Dataset entries
____________________
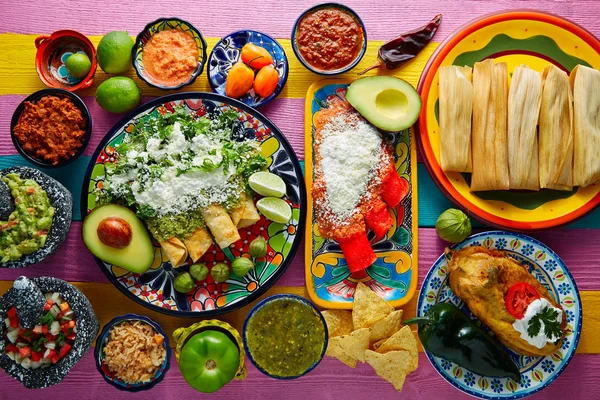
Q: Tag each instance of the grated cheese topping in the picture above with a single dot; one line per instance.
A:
(350, 150)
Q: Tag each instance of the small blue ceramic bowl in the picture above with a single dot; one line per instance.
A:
(227, 52)
(105, 372)
(348, 67)
(279, 297)
(163, 24)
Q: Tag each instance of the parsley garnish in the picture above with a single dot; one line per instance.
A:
(551, 326)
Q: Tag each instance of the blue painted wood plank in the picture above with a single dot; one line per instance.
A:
(431, 201)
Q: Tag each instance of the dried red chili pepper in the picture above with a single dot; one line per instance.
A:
(406, 46)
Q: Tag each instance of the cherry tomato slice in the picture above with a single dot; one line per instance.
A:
(518, 297)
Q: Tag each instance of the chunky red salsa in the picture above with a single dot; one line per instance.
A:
(329, 38)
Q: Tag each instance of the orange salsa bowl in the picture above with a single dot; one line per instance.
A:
(169, 53)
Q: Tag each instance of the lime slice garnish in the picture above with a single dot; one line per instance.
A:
(267, 184)
(277, 210)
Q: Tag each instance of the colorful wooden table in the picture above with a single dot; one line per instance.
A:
(22, 20)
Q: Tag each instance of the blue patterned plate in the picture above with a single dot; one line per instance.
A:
(227, 52)
(536, 372)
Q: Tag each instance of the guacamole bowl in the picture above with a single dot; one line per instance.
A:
(22, 299)
(285, 336)
(62, 202)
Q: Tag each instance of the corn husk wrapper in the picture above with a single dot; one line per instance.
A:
(489, 140)
(585, 83)
(456, 107)
(556, 131)
(524, 101)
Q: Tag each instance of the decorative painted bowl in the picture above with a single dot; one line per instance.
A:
(181, 335)
(62, 201)
(154, 288)
(348, 67)
(515, 37)
(107, 374)
(51, 56)
(87, 329)
(227, 52)
(277, 297)
(164, 24)
(553, 274)
(393, 276)
(62, 93)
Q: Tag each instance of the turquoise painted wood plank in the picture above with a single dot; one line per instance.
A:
(431, 201)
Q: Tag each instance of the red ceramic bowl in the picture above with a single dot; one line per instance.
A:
(52, 52)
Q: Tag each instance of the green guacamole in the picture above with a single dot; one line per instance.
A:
(27, 227)
(285, 337)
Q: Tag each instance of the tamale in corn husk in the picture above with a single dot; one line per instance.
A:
(456, 108)
(524, 101)
(489, 141)
(556, 131)
(585, 83)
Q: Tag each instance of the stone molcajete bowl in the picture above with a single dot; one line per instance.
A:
(27, 296)
(60, 198)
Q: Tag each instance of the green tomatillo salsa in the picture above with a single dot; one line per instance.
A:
(285, 337)
(27, 227)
____________________
> Exercise requirements: Please go line by line through the records above, copying each one that holds the string "guacamole".

> Written answer:
Q: Tag each instance of the guacamole bowl in the picture above with a single dot; one line per instance.
Q: Tag each instance of the green guacamole in the picture above with a single dot; one line per instance.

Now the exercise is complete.